(Dataset entries)
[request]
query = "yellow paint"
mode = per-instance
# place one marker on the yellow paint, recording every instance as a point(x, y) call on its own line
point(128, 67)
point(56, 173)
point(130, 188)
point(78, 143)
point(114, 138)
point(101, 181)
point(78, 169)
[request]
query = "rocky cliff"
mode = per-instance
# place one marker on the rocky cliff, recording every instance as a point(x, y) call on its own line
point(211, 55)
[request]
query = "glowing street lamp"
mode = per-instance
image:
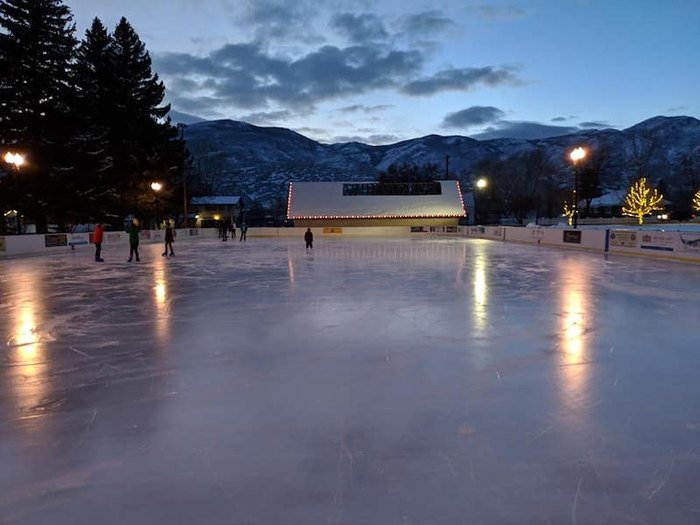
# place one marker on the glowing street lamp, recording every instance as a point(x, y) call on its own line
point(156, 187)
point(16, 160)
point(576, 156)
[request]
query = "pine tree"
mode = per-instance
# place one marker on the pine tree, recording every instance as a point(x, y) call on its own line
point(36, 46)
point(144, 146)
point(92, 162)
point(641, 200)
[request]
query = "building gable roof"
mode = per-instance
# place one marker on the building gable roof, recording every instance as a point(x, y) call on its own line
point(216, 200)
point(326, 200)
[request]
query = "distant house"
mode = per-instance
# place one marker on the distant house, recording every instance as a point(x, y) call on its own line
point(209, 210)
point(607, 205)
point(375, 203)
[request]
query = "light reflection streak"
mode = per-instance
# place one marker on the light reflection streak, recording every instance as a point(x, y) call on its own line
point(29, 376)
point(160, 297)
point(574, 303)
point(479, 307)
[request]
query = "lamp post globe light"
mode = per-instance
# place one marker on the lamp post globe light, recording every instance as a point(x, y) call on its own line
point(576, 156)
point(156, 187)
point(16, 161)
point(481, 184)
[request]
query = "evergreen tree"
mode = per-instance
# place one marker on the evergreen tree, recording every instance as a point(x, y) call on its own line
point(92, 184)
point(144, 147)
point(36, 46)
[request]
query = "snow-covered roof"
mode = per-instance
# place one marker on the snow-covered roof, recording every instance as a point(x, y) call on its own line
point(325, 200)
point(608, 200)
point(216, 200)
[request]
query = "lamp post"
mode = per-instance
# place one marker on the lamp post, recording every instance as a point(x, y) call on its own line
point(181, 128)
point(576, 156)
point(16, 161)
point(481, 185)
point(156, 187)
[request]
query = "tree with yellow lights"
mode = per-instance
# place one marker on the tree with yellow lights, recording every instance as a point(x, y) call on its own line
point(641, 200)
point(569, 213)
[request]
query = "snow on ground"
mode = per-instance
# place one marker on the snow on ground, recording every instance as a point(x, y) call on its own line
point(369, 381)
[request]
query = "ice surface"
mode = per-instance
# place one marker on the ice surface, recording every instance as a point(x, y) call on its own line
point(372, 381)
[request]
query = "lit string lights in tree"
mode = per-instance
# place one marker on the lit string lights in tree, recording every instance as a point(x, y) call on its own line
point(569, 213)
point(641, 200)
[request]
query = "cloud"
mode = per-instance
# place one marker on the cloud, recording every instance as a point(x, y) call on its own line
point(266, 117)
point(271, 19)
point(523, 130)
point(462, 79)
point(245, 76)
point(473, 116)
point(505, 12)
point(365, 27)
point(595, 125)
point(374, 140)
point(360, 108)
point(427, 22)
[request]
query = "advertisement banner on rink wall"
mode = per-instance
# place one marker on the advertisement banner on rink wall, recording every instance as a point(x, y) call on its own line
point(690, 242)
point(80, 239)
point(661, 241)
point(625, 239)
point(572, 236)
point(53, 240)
==
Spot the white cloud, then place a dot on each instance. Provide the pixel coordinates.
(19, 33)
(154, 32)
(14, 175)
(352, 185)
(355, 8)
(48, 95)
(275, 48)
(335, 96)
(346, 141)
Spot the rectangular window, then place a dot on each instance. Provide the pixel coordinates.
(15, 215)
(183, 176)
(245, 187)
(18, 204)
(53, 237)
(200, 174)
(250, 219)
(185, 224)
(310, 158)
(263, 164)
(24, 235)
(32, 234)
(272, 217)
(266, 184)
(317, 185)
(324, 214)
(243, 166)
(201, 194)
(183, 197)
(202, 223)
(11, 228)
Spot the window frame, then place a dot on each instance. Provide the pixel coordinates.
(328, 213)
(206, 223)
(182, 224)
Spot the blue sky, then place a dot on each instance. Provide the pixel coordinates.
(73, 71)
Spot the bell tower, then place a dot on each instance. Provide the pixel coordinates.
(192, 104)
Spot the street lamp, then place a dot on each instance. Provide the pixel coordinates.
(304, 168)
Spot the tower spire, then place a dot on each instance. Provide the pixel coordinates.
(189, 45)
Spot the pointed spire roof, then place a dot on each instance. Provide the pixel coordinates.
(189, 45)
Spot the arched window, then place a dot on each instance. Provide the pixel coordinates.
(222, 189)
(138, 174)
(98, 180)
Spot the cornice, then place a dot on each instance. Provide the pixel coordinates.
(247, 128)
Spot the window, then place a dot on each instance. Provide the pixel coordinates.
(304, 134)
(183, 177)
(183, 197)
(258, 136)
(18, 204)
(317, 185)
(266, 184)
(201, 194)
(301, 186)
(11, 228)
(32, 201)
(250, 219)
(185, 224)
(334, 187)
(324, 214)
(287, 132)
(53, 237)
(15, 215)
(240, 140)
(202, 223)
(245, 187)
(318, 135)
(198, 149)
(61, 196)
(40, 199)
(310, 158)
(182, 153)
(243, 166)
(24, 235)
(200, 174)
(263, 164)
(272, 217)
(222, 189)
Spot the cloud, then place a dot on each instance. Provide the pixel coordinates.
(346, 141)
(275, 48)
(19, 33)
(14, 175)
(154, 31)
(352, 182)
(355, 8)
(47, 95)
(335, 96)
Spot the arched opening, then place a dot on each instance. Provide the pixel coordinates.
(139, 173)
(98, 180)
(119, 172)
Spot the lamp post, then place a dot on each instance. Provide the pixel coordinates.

The task: Out of the data above, set down the lines from the one with "Spot the rectangular" to the one with "Spot the lamp", both included, exactly as written and with no additions.

Reply to the task:
Spot the rectangular window, then place a dot on each instance. Provide the pixel coordinates.
(15, 215)
(183, 176)
(245, 187)
(18, 204)
(53, 237)
(200, 174)
(250, 219)
(185, 224)
(310, 158)
(263, 164)
(24, 235)
(32, 234)
(272, 217)
(266, 184)
(317, 185)
(324, 214)
(243, 166)
(201, 194)
(183, 197)
(202, 223)
(11, 228)
Spot the window frame, then place a dot on each instance. Provide the pixel coordinates.
(328, 213)
(206, 223)
(182, 224)
Spot the blue sky, then place a dot on each instance. Provide the pixel coordinates.
(73, 71)
Spot the bell tower, then place a dot on each instance. Provide the pixel coordinates.
(192, 104)
Spot the street lamp, then place a dot on each instance. Provide the pixel coordinates.
(304, 168)
Spot the tower spire, then place a dot on each instance. Provide the pixel coordinates.
(189, 45)
Spot the pointed spire roof, then place a dot on each instance. Provide the pixel coordinates.
(189, 45)
Spot the arched window, then place a dot on each instance. Provide the pixel coordinates.
(222, 189)
(138, 174)
(98, 180)
Spot the cornice, then place a dot on each instance. Provide the pixel coordinates.
(247, 128)
Spot the window, then place a dot on each instance. Provide the pixel coordinates.
(304, 134)
(183, 177)
(183, 197)
(258, 136)
(18, 204)
(317, 185)
(266, 184)
(201, 194)
(301, 186)
(11, 228)
(32, 201)
(250, 219)
(185, 224)
(334, 187)
(324, 214)
(287, 132)
(53, 237)
(15, 215)
(240, 140)
(202, 223)
(245, 187)
(318, 135)
(198, 149)
(61, 196)
(40, 199)
(310, 158)
(182, 153)
(243, 166)
(24, 235)
(200, 174)
(263, 164)
(272, 217)
(222, 189)
Spot the cloud, then place a dot on each instance. Provide the pixel coordinates.
(346, 141)
(275, 48)
(19, 33)
(14, 175)
(154, 31)
(352, 182)
(355, 8)
(47, 95)
(335, 96)
Spot the arched opening, then place a dot on each instance. Provide the pixel coordinates.
(139, 173)
(98, 180)
(119, 172)
Spot the lamp post, then place a dot on each instance. Provide the pixel coordinates.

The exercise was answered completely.